Dataset entries
▼

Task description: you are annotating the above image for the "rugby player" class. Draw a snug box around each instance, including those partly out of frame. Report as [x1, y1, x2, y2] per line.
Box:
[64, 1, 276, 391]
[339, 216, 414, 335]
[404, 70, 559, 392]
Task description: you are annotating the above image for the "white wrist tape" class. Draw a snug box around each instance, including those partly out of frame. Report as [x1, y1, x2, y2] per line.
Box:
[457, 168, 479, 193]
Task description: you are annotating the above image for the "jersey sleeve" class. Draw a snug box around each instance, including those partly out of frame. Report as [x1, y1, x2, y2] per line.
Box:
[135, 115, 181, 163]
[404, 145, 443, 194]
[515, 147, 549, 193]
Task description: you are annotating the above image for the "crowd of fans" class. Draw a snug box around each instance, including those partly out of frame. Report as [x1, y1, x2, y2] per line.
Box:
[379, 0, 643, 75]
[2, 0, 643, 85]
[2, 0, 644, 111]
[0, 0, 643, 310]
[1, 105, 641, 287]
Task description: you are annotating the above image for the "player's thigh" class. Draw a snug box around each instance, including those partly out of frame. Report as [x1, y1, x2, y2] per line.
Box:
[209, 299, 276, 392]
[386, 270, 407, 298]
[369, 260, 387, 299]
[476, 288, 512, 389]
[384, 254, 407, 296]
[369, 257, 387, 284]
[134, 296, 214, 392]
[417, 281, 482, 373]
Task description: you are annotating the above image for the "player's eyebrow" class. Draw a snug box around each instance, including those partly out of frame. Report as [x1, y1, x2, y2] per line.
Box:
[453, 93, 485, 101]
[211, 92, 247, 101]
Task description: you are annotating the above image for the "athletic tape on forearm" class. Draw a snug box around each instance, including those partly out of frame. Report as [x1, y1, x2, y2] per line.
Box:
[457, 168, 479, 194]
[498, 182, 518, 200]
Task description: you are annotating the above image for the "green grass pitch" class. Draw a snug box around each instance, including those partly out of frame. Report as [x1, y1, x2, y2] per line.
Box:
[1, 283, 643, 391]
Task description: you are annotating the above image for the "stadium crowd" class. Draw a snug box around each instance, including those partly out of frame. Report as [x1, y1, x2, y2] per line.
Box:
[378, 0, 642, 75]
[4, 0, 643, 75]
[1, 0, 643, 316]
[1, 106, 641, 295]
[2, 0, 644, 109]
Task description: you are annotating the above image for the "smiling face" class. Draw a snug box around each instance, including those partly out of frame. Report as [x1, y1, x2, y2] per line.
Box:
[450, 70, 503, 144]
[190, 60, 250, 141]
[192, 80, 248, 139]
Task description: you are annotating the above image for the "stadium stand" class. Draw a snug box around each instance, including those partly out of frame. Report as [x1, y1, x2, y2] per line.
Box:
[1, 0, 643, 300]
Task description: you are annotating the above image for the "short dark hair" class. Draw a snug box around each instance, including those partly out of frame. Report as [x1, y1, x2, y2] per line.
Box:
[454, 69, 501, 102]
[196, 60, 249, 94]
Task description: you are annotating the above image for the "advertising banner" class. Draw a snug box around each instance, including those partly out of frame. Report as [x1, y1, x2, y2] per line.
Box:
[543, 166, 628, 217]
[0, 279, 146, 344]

▲
▼

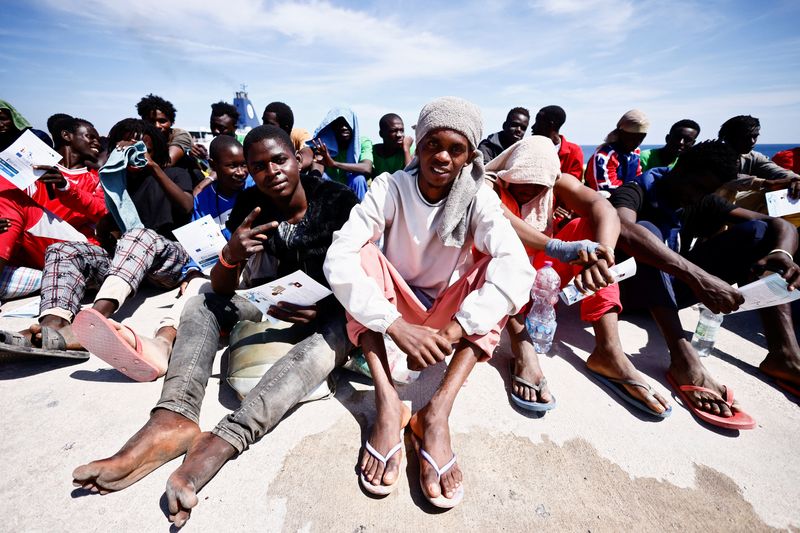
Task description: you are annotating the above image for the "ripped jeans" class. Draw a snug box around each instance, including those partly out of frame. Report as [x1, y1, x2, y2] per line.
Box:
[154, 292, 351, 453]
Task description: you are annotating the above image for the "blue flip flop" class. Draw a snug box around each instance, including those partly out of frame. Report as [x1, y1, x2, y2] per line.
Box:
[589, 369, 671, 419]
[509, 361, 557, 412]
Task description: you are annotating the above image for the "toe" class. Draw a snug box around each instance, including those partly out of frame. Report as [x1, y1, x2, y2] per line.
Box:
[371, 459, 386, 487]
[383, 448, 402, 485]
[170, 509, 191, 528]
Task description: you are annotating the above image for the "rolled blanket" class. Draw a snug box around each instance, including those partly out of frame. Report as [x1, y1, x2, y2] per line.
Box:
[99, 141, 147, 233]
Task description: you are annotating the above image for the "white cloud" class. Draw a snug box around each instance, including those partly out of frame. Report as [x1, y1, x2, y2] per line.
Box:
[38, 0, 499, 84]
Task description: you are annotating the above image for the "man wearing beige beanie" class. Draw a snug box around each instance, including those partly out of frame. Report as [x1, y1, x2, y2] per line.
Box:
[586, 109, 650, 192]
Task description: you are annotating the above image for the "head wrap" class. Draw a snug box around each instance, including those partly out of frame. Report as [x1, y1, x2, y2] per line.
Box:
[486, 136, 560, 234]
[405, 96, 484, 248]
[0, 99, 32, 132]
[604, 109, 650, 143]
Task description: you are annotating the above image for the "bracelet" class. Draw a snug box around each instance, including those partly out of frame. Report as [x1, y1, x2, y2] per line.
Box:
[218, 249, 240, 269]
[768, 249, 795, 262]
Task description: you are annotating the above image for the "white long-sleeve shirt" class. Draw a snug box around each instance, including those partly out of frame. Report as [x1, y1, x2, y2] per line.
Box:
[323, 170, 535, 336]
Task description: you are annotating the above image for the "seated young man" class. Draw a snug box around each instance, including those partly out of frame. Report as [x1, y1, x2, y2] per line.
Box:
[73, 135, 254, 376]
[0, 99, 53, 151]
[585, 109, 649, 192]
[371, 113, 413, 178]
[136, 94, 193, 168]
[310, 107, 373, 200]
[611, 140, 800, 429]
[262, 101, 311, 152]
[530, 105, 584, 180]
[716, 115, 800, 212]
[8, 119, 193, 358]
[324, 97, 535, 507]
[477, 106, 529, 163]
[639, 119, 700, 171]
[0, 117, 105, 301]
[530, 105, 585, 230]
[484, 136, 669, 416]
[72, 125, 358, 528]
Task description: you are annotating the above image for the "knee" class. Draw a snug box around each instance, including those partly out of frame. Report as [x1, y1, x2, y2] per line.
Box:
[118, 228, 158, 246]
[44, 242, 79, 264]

▲
▼

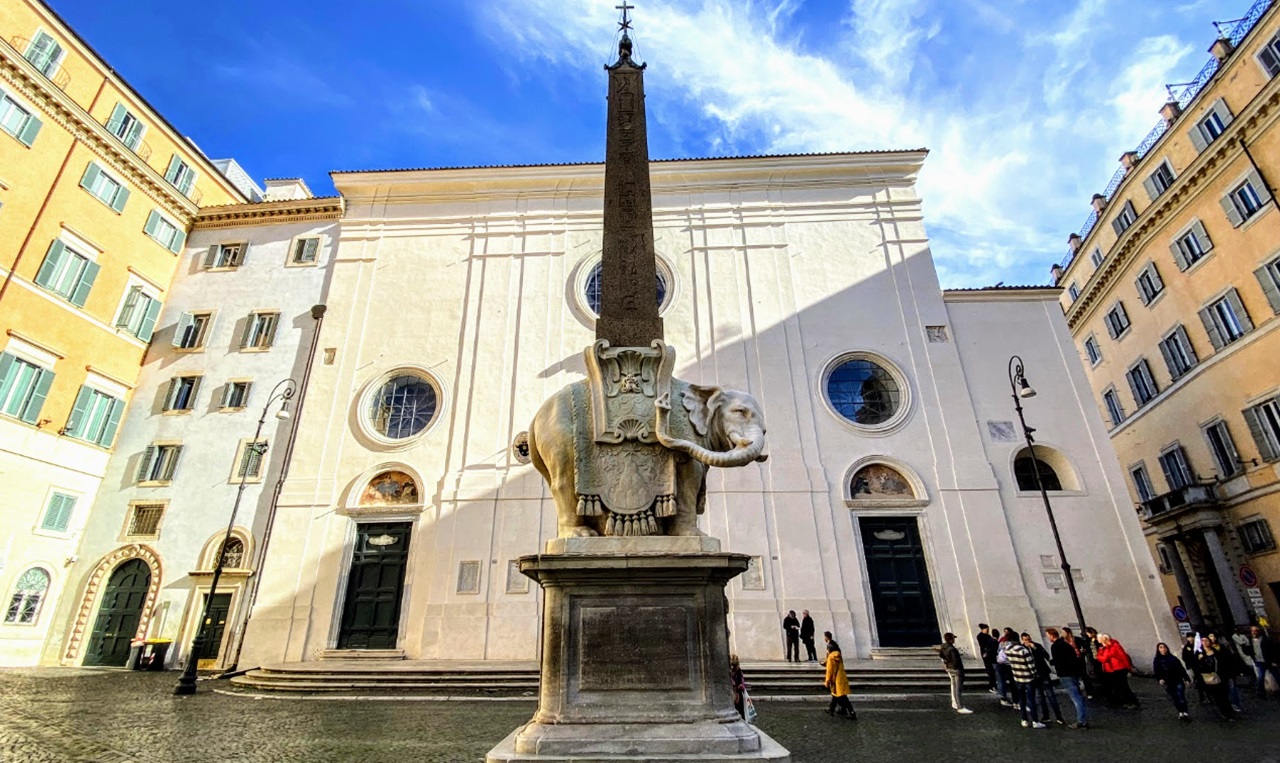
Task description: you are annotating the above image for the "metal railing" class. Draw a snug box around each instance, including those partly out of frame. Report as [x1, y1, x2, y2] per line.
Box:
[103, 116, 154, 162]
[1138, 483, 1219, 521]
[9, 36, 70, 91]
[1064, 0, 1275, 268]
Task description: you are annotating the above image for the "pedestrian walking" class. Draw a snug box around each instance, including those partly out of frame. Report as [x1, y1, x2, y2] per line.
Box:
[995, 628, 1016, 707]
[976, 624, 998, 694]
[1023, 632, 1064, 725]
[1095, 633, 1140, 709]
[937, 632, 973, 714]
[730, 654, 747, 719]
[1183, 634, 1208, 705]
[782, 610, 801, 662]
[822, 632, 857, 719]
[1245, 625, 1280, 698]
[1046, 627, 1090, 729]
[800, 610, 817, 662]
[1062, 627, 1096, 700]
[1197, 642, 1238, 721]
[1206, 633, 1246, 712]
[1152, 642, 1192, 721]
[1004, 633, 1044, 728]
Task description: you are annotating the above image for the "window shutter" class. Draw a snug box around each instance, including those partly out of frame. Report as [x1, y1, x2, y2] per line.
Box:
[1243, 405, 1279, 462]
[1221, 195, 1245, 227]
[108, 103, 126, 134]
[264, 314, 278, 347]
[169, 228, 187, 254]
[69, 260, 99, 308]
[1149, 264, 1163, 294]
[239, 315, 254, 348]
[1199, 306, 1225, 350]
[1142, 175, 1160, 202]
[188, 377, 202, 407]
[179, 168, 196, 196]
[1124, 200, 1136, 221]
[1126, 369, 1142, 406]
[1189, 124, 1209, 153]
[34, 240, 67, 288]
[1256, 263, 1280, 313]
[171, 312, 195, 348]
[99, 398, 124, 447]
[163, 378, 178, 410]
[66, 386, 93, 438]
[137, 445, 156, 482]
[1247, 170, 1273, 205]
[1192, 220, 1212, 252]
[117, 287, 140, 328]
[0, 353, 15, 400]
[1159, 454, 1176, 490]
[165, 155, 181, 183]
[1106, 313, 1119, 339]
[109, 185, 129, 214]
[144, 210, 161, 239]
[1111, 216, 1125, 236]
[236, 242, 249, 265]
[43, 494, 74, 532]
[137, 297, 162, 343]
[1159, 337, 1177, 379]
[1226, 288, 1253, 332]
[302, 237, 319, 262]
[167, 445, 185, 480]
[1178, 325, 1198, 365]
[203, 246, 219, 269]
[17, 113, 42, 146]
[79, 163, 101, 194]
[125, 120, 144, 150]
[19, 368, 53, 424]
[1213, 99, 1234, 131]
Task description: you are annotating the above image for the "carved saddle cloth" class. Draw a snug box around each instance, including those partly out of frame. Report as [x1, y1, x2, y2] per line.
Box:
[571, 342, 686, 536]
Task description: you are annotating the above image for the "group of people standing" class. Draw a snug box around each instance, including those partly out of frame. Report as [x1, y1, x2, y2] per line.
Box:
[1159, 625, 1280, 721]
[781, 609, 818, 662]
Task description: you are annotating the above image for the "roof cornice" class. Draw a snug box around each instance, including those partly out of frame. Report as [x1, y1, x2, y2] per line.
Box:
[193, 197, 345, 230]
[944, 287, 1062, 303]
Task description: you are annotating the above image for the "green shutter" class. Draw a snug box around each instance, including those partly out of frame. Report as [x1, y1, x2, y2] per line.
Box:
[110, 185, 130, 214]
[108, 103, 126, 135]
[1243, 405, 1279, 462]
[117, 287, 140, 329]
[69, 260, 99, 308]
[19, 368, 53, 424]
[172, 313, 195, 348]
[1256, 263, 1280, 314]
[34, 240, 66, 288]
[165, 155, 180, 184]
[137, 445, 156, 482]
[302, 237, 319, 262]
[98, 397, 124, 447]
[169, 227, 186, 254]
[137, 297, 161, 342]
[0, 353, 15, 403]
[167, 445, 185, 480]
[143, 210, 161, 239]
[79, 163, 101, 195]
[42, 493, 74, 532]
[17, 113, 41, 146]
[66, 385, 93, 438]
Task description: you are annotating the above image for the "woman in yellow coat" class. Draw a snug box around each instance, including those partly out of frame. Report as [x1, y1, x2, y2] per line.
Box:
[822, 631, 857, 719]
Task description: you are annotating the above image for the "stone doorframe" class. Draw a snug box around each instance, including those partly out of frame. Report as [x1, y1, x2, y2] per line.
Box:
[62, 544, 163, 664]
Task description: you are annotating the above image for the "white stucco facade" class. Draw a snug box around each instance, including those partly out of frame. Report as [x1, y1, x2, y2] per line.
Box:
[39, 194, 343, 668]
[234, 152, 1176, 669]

▲

— Your instructions —
Every line above that includes the word "sleeve" should be listed.

— Answer to this task —
Task description: you are annotating the above image for the "jersey sleeve" class. Draw a snug box around each instance, including those partly out of frame. Report as [x1, y1, x2, y2] per line.
Task description: you are annotating the above image for the "white long-sleeve shirt" class. Draw a snug box around each instance, including those partly out of frame. Report as [x1, y1, x2, y2] per line.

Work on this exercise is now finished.